Please answer these questions on the linear algebra page, one per line:
1. What does the page say bijective and basis each combine?
2. Which space is every finite-dimensional \(\mathbb{K}\)-vector space of dimension \(n\) isomorphic to?
3. In the proof of part (ii), what condition defines the unique linear map \(u : E \to F\)?

** PAGE **
=====

We use \(\mathrm{Im}\,u = \mathrm{Vect}(y_1, \ldots, y_n)\) (Proposition « image of \(\mathrm{Vect}\) ») and the « kernel detects injectivity » Proposition.
- Surjective \(\iff\) \((y_i)\) generates \(F\). Direct from \(\mathrm{Im}\,u = \mathrm{Vect}(y_1, \ldots, y_n)\): \(u\) surjective \(\iff\) \(\mathrm{Im}\,u = F\) \(\iff\) \((y_i)\) generates \(F\).
- Injective \(\iff\) \((y_i)\) is free. For \(\lambda_1, \ldots, \lambda_n \in \mathbb{K}\), \(u(\sum \lambda_i e_i) = \sum \lambda_i y_i\). So \(\mathrm{Ker}\,u = \{\sum \lambda_i e_i : \sum \lambda_i y_i = 0_F\}\). Hence \(\mathrm{Ker}\,u = \{0_E\}\) (i.e. \(u\) injective) iff \(\sum \lambda_i y_i = 0_F\) implies all \(\lambda_i = 0\), i.e. iff \((y_i)\) is free.
- Bijective \(\iff\) \((y_i)\) is a basis. Bijective = injective + surjective; basis = free + generating. Combine the two previous points.
Theorem — Isomorphism preserves dimension
Let \(E\) be a \(\mathbb{K}\)-vector space of finite dimension and let \(F\) be a \(\mathbb{K}\)-vector space. (i) If \(E\) and \(F\) are isomorphic, then \(F\) is finite-dimensional and \(\dim F = \dim E\).
(ii) Conversely, two finite-dimensional \(\mathbb{K}\)-vector spaces of equal dimension are isomorphic. In particular, every finite-dimensional \(\mathbb{K}\)-vector space of dimension \(n\) is isomorphic to \(\mathbb{K}^n\).
- (i) Let \(u : E \to F\) be an isomorphism and \((e_1, \ldots, e_n)\) a basis of \(E\). By the previous Theorem applied to \(u\) bijective, \((u(e_1), \ldots, u(e_n))\) is a basis of \(F\). So \(F\) has a basis of cardinal \(n\), hence \(F\) is finite-dimensional with \(\dim F = n = \dim E\).
- (ii) Suppose \(\dim E = \dim F = n\). Pick a basis \((e_1, \ldots, e_n)\) of \(E\) and a basis \((f_1, \ldots, f_n)\) of \(F\). By the « basis \(\mapsto\) image of basis » Theorem applied to the family \((f_1, \ldots, f_n)\), there exists a unique linear map \(u : E \to F\) with \(u(e_i) = f_i\). By the previous Theorem, \(u\) is bijective; hence \(u\) is an isomorphism.
In particular, every \(E\) of dimension \(n\) is isomorphic to \(\mathbb{K}^n\) (which has dimension \(n\) via the canonical basis).
Skills to practice
- Using isomorphism to compute a dimension
II.4
Dimension of \(\mathcal{L}(E\virgule\ F)\)
Proposition — Dimension of \(\mathcal{L}(E\virgule\ F)\)

=====

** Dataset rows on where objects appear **
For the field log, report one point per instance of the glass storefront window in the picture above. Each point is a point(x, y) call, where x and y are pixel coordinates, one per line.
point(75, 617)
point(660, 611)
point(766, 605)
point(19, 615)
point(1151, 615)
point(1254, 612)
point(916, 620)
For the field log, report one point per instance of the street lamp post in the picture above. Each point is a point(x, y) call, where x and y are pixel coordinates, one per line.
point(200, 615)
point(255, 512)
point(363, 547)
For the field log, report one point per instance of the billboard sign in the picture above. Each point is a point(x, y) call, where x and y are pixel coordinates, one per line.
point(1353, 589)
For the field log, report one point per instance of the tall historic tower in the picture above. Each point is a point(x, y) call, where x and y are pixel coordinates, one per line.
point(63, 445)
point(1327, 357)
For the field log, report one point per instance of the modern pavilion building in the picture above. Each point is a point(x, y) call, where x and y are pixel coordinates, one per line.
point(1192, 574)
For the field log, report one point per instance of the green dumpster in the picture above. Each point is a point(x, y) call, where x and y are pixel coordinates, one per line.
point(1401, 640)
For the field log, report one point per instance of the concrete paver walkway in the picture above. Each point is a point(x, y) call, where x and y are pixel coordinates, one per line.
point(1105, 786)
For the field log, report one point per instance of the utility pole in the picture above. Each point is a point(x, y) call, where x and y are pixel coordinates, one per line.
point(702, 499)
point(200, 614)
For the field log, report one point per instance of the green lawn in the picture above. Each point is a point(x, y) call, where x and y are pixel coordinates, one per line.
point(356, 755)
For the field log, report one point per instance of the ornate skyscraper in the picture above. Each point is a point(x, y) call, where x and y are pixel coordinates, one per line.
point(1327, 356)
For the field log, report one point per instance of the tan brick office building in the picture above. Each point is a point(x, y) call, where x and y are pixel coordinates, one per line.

=====

** FINISHED TASK **
1. Bijective is injective plus surjective; a basis is free plus generating.
2. \(\mathbb{K}^n\).
3. \(u(e_i) = f_i\).